• 読む文章
----------------------------------------

富田組は25人の従業員に資格の取得を奨励している。一級土木施工管理技士、一級管工事施工管理技士、建設機械施工技士、一級建築施工管理技士、測量士、一級造園施工管理技士などの資格取得者は、延べ44人にのぼる。また、近年、地元出身者を中心に10代後半から20代の若手の採用を積極的に進めている。若手の人材は、デジタル機器を活用する調査業務や現場代理人として工程を管理する業務などで活躍し、会社の主力として順調に成長している。「若手が自主性を発揮して伸び伸びと仕事ができる環境づくりを大事にしています。地域のインフラを守る次世代の育成も企業としての大事な責任と考えています」と富田社長は話した。
副業を原則容認 自らの人生を考えていく上での多様な選択肢を従業員に提供している

デジタル技術の活用に伴う業務効率化で残業が大幅に減り、自宅に帰った後の時間の活用が従業員一人ひとりの課題として浮上する中で、富田組は従業員の副業を原則容認している。「企業が本業以外のサイドビジネスを展開して経営基盤を強化するのと同様に、これからの時代は個人もワーク・ライフ・バランスを考えた上で、収入を増やしたり人脈を拡大するための手段として、副業を考えるのもありではないかと思っています。自らの人生を考えていく上での多様な選択肢を従業員に提供していきたい」と富田社長は話した。

----------------------------------------

• やること
**A)** 富田組についての文章によると、資格の取得者は延べ何人ですか。
**B)** 富田組についての文章の「副業を原則容認 自らの人生を考えていく上での多様な選択肢を従業員に提供している」から「きたい」と富田社長は話した。」まで（両端を含む）を、「副業」を「兼業」に入れ替えて書き直してください。
**C)** 富田組についての文章を、最後の文の後から続けて書き進めてください。
記録は使わなくてかまいません。

指し示しデータセットの記録:
----------------------------------------

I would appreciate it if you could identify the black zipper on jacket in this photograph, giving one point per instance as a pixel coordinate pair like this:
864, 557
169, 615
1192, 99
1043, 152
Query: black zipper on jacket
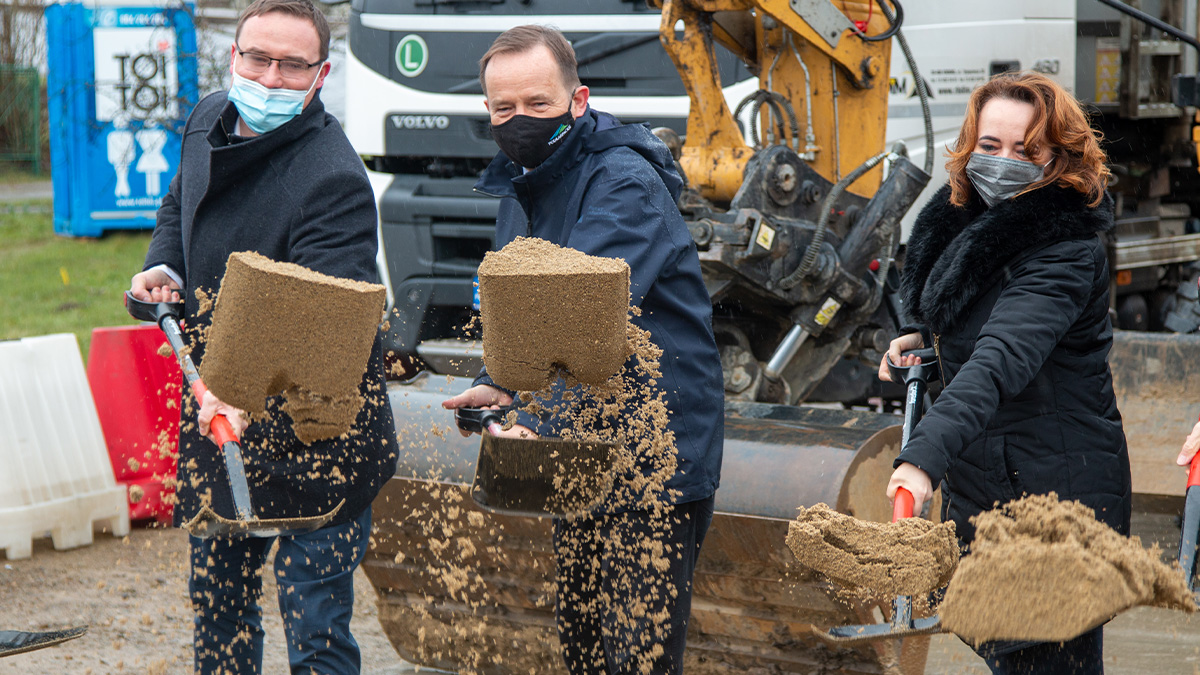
941, 364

----------------------------------------

• 回答一覧
**A)** 延べ44人です。

**B)**
兼業を原則容認 自らの人生を考えていく上での多様な選択肢を従業員に提供している

デジタル技術の活用に伴う業務効率化で残業が大幅に減り、自宅に帰った後の時間の活用が従業員一人ひとりの課題として浮上する中で、富田組は従業員の兼業を原則容認している。「企業が本業以外のサイドビジネスを展開して経営基盤を強化するのと同様に、これからの時代は個人もワーク・ライフ・バランスを考えた上で、収入を増やしたり人脈を拡大するための手段として、兼業を考えるのもありではないかと思っています。自らの人生を考えていく上での多様な選択肢を従業員に提供していきたい」と富田社長は話した。

**C)**
事業継続計画(BCP)の優れた取り組みを行っている企業として香川県庁から認定を受けている
富田組は、香川県内の事業継続計画(BCP)を策定した中小企業のうち、優れた取り組みを行っている事業所として同県庁から認定されている。本社の敷地に発電機を設置して停電時でも事業を継続できるよう備えているほか、会社で蓄積している設計図や工事資料などのデータをバックアップするためにハードディスクとクラウドストレージを併用している。クラウドストレージは社内での情報共有にも役立てている。
業界団体の活動を通じて県内の建設業界におけるデジタル技術導入の進捗状況にも目を配る

香川県建設業協会の副会長を務めている富田社長は、県内の建設業界におけるデジタル技術導入の進捗状況にも目を配っている。建設現場にICTを導入するi-Constructionを推進する国土交通省は、2025年度から国が直轄する土木や河川浚渫(しゅんせつ)の工事でICT活用を原則化する方針。時代の流れを受けて、県内の建設業界全体でICT活用の標準化に対応していかなければならないとの思いは強い。「それほど時間は残されていないので、目先の仕事に追われてICT化の対応が遅れるほど悪循環に陥ることを覚悟しなければなりません」と富田社長は話した。
「人口減少と地方経済の活力低下は、今後ますます日本の大きな課題になると考えています。若者に選んでもらえる持続可能な地域にしていくには新しい取り組みが欠かせません。DXの推進は、香川県の将来を左右する大きな鍵と思っています」。富田社長はそう語りながら表情を引き締めた。i-Constructionの有用性を認識し、幅広い視野でデジタル技術を活用している富田組。産官連携の要としてこれからも地域を支えていく。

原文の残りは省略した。